** AVAILABLE DATA follows **

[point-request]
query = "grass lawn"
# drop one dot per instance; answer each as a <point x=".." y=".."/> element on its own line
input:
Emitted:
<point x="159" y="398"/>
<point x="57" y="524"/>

** End of AVAILABLE DATA **

Every entry should be retyped exactly as shown.

[point-request]
query = "grass lawn"
# drop one dot per instance; answer each as a <point x=".." y=".."/> element on its own line
input:
Emitted:
<point x="159" y="398"/>
<point x="57" y="524"/>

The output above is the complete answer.